• **TASK REQUIREMENTS**: Could you print all the entries exactly?
***** RECORDS TO USE
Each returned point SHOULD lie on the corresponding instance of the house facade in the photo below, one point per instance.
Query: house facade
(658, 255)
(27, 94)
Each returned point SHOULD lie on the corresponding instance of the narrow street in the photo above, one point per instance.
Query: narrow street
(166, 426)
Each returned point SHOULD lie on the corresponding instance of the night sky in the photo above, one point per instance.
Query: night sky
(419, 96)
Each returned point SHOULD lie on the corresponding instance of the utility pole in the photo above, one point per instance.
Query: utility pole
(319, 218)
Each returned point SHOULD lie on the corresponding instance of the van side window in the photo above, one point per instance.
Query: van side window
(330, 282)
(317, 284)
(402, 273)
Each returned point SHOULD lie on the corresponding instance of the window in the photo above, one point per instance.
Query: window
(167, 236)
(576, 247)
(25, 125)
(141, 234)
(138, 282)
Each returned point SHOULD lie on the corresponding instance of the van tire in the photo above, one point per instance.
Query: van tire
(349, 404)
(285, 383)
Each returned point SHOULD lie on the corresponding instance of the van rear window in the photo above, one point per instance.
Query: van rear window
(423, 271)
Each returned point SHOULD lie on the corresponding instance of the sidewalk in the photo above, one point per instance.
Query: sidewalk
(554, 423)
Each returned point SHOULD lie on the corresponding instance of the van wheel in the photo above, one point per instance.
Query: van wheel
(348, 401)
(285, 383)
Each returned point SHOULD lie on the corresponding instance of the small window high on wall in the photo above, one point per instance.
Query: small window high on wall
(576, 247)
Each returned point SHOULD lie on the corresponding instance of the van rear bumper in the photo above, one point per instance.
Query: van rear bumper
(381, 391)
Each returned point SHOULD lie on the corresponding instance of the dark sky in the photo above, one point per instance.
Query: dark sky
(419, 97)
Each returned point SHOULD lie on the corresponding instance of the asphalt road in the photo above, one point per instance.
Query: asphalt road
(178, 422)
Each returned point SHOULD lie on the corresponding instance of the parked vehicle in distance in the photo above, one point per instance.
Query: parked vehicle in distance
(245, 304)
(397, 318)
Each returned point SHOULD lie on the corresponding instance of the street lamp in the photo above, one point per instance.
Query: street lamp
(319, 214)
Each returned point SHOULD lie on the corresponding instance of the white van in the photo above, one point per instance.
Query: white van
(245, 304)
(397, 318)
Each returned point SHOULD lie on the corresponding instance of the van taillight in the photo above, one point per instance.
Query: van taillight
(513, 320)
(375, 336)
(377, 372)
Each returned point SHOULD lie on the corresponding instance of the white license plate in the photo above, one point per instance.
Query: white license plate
**********
• **SOLUTION TO THE PROBLEM**:
Each returned point SHOULD lie on the corresponding instance of the house facade in the photo below, one point per instance.
Query: house facade
(658, 255)
(27, 94)
Each returned point SHOULD lie on the corresponding instance of the narrow street in the photo above, one point per instance.
Query: narrow street
(166, 426)
Each returned point SHOULD lie on the corresponding instance of the night sky in the photo above, one point per instance.
Query: night sky
(419, 96)
Each returned point SHOULD lie on the corresponding instance of the utility pole in the photo above, one point per instance.
Query: utility pole
(319, 218)
Each returned point SHOULD lie on the corresponding instance of the van side window in the photo above, one point per instance.
Query: van side window
(330, 282)
(317, 284)
(402, 273)
Each returned point SHOULD lie on the corresponding instance of the window in the photo above, one point per instance.
Query: window
(167, 236)
(576, 247)
(25, 125)
(141, 234)
(138, 282)
Each returned point SHOULD lie on the corresponding instance of the van tire in the photo above, one point per instance.
Query: van tire
(349, 404)
(285, 383)
Each returned point SHOULD lie on the corresponding instance of the van rear window in the photo above, one point per instance.
Query: van rear window
(423, 271)
Each returned point SHOULD lie on the corresponding instance of the sidewalk in the photo above, one point per instance.
Query: sidewalk
(554, 423)
Each returned point SHOULD lie on the corresponding instance of the van wheel in the photo above, one point per instance.
Query: van wheel
(348, 401)
(285, 383)
Each returned point SHOULD lie on the corresponding instance of the small window high on wall in the photo above, one point per instance.
Query: small window high on wall
(576, 247)
Each returned point SHOULD lie on the corresponding instance of the van rear bumper in the photo above, one point per instance.
Query: van rear bumper
(381, 391)
Each returned point SHOULD lie on the corresponding instance of the dark sky in the photo above, one point per instance.
Query: dark sky
(419, 97)
Each returned point SHOULD lie on the corresponding instance of the asphalt road in the photo above, one point per instance.
Query: asphalt road
(178, 422)
Each returned point SHOULD lie on the corresponding instance of the parked vehicle in distance in the photo above, one point per instance.
Query: parked vehicle in distance
(245, 304)
(397, 318)
Each returned point SHOULD lie on the corresponding instance of the street lamp in the photo above, one point per instance.
Query: street lamp
(319, 214)
Each returned point SHOULD lie on the corresponding instance of the white van in the photo above, one point per instance.
Query: white van
(245, 304)
(397, 318)
Each returned point SHOULD lie on the corresponding instance of the van taillight in the photo above, one point per instance.
Query: van taillight
(513, 320)
(375, 336)
(377, 372)
Each returned point SHOULD lie on the corresponding instance of the white license plate in the photo above, one point per instance.
Query: white license plate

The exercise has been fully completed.